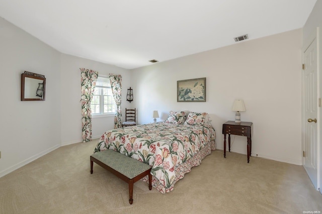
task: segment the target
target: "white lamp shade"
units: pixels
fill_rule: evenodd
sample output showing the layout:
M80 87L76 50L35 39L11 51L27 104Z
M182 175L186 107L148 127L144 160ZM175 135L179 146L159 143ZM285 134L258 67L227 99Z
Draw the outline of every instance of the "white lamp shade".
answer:
M236 100L233 101L231 111L246 111L245 104L244 104L243 100Z
M159 113L157 113L157 111L153 111L153 118L159 118Z

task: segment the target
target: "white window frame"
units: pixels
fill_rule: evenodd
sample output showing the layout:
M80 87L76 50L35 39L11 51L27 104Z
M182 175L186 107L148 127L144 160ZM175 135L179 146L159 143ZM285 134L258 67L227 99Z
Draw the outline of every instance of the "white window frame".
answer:
M103 75L99 75L99 77L100 78L107 78L107 79L109 79L108 77L107 77L107 76L103 76ZM109 79L108 80L109 81ZM98 88L100 88L101 89L101 92L100 93L100 112L99 113L94 113L92 112L92 117L93 118L98 118L98 117L112 117L112 116L114 116L115 115L115 113L116 113L116 111L114 111L114 112L107 112L107 113L103 113L104 112L104 96L103 95L103 90L104 88L110 88L111 89L111 86L96 86L96 89L97 89ZM95 95L94 95L95 96ZM114 109L115 109L115 110L116 110L116 105L115 104L115 101L114 100L114 97L112 97L112 104L114 105ZM94 98L93 97L93 99L92 100L94 100ZM93 111L93 109L92 109Z

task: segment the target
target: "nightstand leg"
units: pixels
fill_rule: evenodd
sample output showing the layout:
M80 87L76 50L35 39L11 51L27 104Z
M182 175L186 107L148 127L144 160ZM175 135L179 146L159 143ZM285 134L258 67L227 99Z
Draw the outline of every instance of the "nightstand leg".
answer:
M226 134L223 134L223 157L226 158Z
M251 138L247 138L247 162L250 162L250 156L251 155Z
M228 134L228 149L229 150L229 152L230 152L230 134Z
M251 153L250 154L250 156L252 156L252 138L250 138L250 141L251 142Z

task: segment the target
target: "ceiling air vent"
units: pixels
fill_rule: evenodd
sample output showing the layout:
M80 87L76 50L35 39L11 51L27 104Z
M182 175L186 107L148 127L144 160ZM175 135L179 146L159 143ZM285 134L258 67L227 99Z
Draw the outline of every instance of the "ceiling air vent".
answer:
M245 34L245 35L240 36L240 37L235 37L233 38L235 40L235 42L241 41L242 40L245 40L248 39L248 34Z
M149 60L149 62L150 62L150 63L156 63L156 62L158 62L157 60Z

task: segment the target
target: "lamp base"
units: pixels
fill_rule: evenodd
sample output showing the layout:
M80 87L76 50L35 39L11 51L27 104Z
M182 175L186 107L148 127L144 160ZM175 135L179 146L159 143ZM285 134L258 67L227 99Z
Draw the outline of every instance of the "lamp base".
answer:
M240 113L239 111L236 112L235 115L235 123L240 123Z

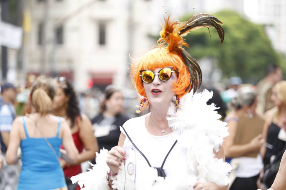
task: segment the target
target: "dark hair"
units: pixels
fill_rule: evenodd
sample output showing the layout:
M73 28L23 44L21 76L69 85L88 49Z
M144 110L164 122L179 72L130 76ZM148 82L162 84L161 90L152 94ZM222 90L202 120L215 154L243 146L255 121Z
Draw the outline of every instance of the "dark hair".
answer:
M120 91L118 89L113 88L108 89L106 90L104 92L104 99L100 105L100 112L103 112L106 110L106 106L105 105L105 101L108 100L116 92L120 92Z
M76 123L77 117L79 116L81 119L81 111L78 105L77 96L76 94L72 84L67 80L59 82L59 86L63 91L66 96L69 96L69 99L67 102L67 117L72 122L72 127Z
M275 73L277 68L279 68L277 65L271 64L269 65L266 68L266 74L268 75L271 73Z
M219 108L216 110L219 113L221 116L222 119L223 120L225 116L226 116L226 112L227 111L227 108L225 104L223 101L223 99L220 96L219 91L214 88L208 88L207 89L209 91L212 91L214 93L214 95L207 102L207 105L210 105L213 103L216 106L216 107Z

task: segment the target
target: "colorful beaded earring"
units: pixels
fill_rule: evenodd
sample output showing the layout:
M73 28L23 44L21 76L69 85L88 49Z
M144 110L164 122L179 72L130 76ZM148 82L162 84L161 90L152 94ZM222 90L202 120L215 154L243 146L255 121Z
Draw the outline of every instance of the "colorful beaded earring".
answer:
M140 105L139 105L139 110L137 112L138 113L140 113L142 111L142 109L146 101L147 101L147 99L146 98L143 98L140 100Z
M175 114L177 114L177 111L179 109L180 107L180 98L178 97L176 97L176 100L174 102L175 104Z

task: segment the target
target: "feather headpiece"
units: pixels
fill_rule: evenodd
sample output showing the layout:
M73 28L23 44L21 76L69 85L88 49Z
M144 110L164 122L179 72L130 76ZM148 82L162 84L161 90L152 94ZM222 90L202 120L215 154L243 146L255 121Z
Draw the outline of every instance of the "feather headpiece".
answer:
M224 31L220 24L223 23L214 16L205 13L195 15L183 23L171 21L170 16L164 18L165 24L162 25L163 29L160 33L161 38L157 42L160 46L166 45L169 52L176 53L182 57L191 75L190 84L186 91L189 92L193 89L194 93L201 84L201 70L196 60L184 49L183 46L188 47L189 45L182 37L190 32L199 28L213 27L217 31L221 44L224 38Z

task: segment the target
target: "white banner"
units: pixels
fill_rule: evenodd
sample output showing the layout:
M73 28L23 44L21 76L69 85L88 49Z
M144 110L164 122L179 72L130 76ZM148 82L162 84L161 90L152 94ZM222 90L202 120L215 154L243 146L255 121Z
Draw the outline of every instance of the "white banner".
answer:
M22 45L22 28L0 21L0 45L18 49Z

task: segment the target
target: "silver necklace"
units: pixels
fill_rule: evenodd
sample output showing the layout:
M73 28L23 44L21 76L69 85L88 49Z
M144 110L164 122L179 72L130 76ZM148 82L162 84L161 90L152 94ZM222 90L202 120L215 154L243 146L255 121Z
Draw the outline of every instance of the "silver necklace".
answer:
M160 129L162 130L162 133L165 133L165 132L166 132L165 130L166 129L167 129L167 128L168 127L168 126L167 126L166 127L166 128L165 128L164 129L161 129L161 128L159 126L157 125L157 124L154 121L154 120L153 120L153 119L152 119L152 118L151 117L151 115L150 115L150 118L151 118L151 120L152 120L152 121L153 122L155 123L155 124L156 125L156 126L157 126L157 127L159 127L159 128L160 128Z

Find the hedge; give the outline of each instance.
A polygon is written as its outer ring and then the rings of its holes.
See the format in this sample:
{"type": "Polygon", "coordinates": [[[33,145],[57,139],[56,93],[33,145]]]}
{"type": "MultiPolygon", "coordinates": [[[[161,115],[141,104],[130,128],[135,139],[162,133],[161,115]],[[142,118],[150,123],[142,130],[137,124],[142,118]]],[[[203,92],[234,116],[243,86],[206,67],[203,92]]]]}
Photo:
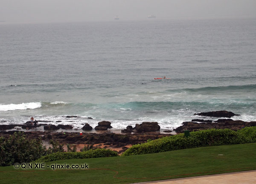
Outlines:
{"type": "Polygon", "coordinates": [[[96,149],[81,152],[58,152],[44,156],[35,162],[47,162],[58,160],[90,159],[117,156],[116,152],[105,149],[96,149]]]}
{"type": "Polygon", "coordinates": [[[230,129],[211,129],[166,137],[145,143],[136,144],[122,156],[153,153],[173,150],[209,146],[235,144],[256,142],[256,127],[246,127],[235,131],[230,129]]]}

• **Task requirements**:
Tally the lines in the rows above that contain the string "silver", matching case exactly, and give only the number.

• **Solution to this problem**:
2